Could you set down exactly the lines of the data below, starting at the one that holds "Target: blue sky" and ending at the one that holds "Target: lanyard", both included, and only those?

++++++++++++++++++++

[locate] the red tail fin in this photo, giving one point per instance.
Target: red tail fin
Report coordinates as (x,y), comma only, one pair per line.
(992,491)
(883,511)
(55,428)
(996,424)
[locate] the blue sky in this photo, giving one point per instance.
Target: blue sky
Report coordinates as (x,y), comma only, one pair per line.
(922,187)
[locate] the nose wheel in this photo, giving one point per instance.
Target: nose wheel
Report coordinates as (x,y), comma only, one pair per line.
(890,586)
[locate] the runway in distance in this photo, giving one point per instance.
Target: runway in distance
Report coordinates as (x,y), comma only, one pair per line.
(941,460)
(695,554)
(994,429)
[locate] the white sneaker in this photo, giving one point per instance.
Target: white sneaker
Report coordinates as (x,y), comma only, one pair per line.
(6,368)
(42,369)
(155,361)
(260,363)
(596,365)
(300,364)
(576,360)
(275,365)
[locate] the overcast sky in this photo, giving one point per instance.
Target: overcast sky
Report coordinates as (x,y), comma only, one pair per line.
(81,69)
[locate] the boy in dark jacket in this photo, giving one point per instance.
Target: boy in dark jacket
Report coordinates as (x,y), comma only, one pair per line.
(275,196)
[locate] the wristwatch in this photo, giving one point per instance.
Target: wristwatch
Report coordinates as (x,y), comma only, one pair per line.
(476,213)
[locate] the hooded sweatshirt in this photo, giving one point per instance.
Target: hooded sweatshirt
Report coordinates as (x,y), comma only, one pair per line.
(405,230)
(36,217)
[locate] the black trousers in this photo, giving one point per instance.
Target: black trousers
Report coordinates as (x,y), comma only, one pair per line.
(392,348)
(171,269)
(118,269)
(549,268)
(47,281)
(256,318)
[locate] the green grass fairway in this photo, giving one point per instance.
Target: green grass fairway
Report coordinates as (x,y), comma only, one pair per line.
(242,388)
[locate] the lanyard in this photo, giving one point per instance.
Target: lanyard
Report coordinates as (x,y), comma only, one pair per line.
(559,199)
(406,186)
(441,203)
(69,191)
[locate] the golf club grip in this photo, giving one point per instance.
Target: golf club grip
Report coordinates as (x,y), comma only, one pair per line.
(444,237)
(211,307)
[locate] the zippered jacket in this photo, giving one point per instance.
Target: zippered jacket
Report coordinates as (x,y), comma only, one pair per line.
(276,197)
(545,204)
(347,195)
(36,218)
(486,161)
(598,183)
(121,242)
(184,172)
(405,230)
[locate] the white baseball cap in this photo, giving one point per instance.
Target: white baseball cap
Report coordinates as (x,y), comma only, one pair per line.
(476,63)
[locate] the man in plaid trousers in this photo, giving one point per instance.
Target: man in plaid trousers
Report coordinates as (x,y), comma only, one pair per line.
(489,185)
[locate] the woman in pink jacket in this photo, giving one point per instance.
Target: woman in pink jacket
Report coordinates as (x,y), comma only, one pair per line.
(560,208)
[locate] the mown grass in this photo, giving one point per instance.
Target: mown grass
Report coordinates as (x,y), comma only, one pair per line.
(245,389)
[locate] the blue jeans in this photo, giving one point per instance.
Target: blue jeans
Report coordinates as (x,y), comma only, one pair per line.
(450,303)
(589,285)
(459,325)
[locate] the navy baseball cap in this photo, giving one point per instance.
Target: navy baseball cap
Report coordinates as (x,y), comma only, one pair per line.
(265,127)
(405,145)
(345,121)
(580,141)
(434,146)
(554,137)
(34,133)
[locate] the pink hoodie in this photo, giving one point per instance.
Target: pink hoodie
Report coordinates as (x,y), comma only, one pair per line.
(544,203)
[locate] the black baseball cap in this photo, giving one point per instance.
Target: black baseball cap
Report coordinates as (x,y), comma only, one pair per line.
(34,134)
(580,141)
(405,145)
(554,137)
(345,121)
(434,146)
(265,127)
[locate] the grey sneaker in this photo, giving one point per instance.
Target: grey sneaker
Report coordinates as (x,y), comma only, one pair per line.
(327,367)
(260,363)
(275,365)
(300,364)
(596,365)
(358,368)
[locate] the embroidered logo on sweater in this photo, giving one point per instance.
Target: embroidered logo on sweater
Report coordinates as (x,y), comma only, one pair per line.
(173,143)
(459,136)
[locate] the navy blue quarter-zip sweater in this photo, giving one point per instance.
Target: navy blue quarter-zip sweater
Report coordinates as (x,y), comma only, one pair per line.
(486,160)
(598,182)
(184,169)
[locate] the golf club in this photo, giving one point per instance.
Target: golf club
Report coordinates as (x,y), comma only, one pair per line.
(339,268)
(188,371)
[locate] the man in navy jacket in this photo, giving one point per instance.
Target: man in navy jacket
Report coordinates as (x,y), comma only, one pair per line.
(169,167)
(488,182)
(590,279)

++++++++++++++++++++

» **Answer to this exercise**
Target: blue sky
Report coordinates as (x,y), comma only, one pair per line.
(922,187)
[locate] the nose wheel in this photo, giving one point per instance.
Target: nose wheel
Report coordinates as (x,y), comma only, one pair per line.
(890,586)
[locate] the runway in distance in this photo, giving one point per instance.
Target: runway in distance
Report coordinates as (x,y), comma only, one pair per line.
(941,460)
(695,554)
(994,429)
[locate] the white sneaker in this photo, giving one point per instance.
Target: white sneaker
Report coordinates as (x,y), comma only, one pair per line.
(6,368)
(42,369)
(155,361)
(260,363)
(596,365)
(300,364)
(576,360)
(275,365)
[locate] the overcast sky in this photo, giving one point per instance.
Target: overcast sky
Report coordinates as (x,y), comma only, one pair per line.
(81,69)
[locate] the boy in dark jacket in this photo, giving one point per instance.
Target: boy in dark jacket
Report coordinates as (x,y), comma only, one pair per line.
(275,196)
[locate] the wristwatch in this photo, giving one point per instance.
Target: wristwatch
Report coordinates as (x,y), comma only, one pair per line.
(476,213)
[locate] the hooded sweatshirt in this photo, giving one point per instance.
Target: hooded sweatshirt
Report coordinates as (x,y), comma only, one pair per line.
(405,230)
(36,217)
[locate] the black trousers in this photo, giving one point per instance.
Target: black trousers
Report coordinates as (x,y), comma only, one pair per line.
(392,348)
(171,269)
(118,269)
(549,268)
(47,281)
(256,318)
[locate] the green grass fairway in this photo, giving one point per instance.
Target: green grass fairway
Report coordinates as (x,y), comma only, one pair per line.
(242,388)
[locate] the lanyard in this photo, giving one point per instance.
Target: lanyard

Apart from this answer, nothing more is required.